» Textauszug
────────────────────────────────────────

© JUNGE FREIHEIT Verlag GmbH & Co. www.jungefreiheit.de 20/05 13. Mai 2005

Personenreigen
Schräg: "I Heart Huckabees" von David O. Russell
Claus-M. Wolfschlag

Der verhinderte Umweltaktivist und arme Poet Albert Markovski (Jason Schwartzman), ein weltfremder Träumer, ist unzufrieden mit seinem Leben und schimpft dies in Haßtiraden über den Zustand der Welt heraus. Doch dann geschieht etwas Seltsames, das er als schicksalhaftes Zeichen deutet. Innerhalb weniger Tage begegnet er dreimal einem unbekannten jungen Schwarzen, und zwar unter äußerst unterschiedlichen Umständen. Der verschrobene Markovski schließt aus diesen Begegnungen, seine seelische Co-Existenz gefunden zu haben. In einer geliehenen Jacke findet er zudem eine Visitenkarte der "Existential Detectives" Bernard (Dustin Hoffman) und Vivian Jaffe (Lily Tomlin).

────────────────────────────────────────

» Aufgabenstellung
Wie lautet in der Besprechung zu „I Heart Huckabees“ die Passage von „Personenreigen“ bis „Jaffe (Lily Tomlin).“, wenn Sie darin „Markovski“ durch „Markowski“ ersetzen? Die anschließenden Zeilen stammen aus einer anderen Quelle.

» Quellenauszug
────────────────────────────────────────

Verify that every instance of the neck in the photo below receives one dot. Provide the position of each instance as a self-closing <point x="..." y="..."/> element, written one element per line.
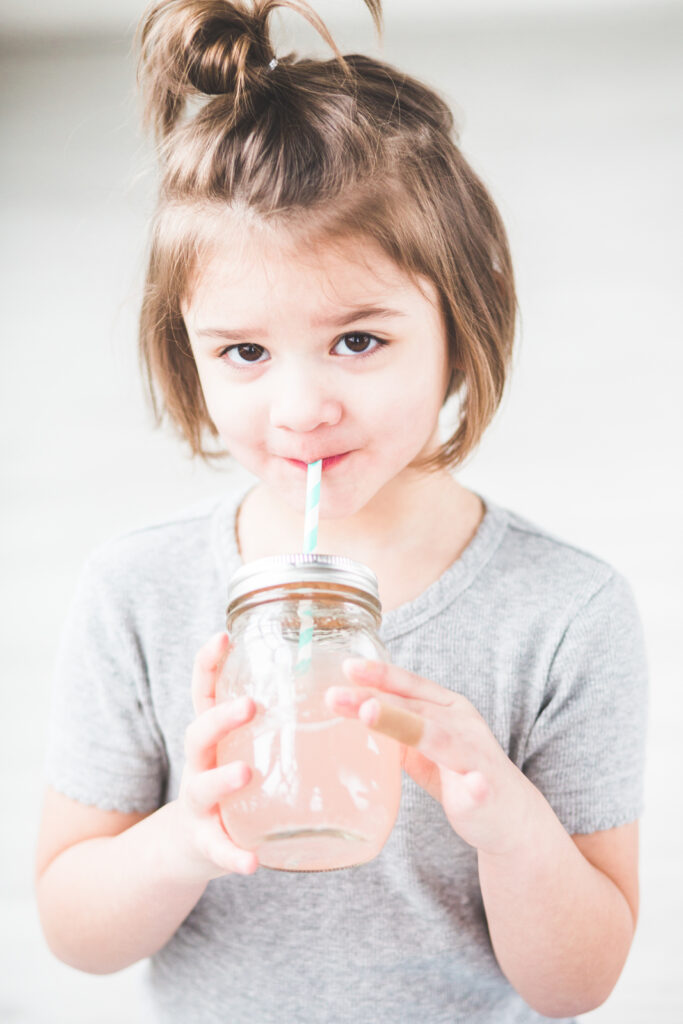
<point x="406" y="534"/>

────────────────────────────────────────

» Lösung
Personenreigen
Schräg: "I Heart Huckabees" von David O. Russell
Claus-M. Wolfschlag

Der verhinderte Umweltaktivist und arme Poet Albert Markowski (Jason Schwartzman), ein weltfremder Träumer, ist unzufrieden mit seinem Leben und schimpft dies in Haßtiraden über den Zustand der Welt heraus. Doch dann geschieht etwas Seltsames, das er als schicksalhaftes Zeichen deutet. Innerhalb weniger Tage begegnet er dreimal einem unbekannten jungen Schwarzen, und zwar unter äußerst unterschiedlichen Umständen. Der verschrobene Markowski schließt aus diesen Begegnungen, seine seelische Co-Existenz gefunden zu haben. In einer geliehenen Jacke findet er zudem eine Visitenkarte der "Existential Detectives" Bernard (Dustin Hoffman) und Vivian Jaffe (Lily Tomlin).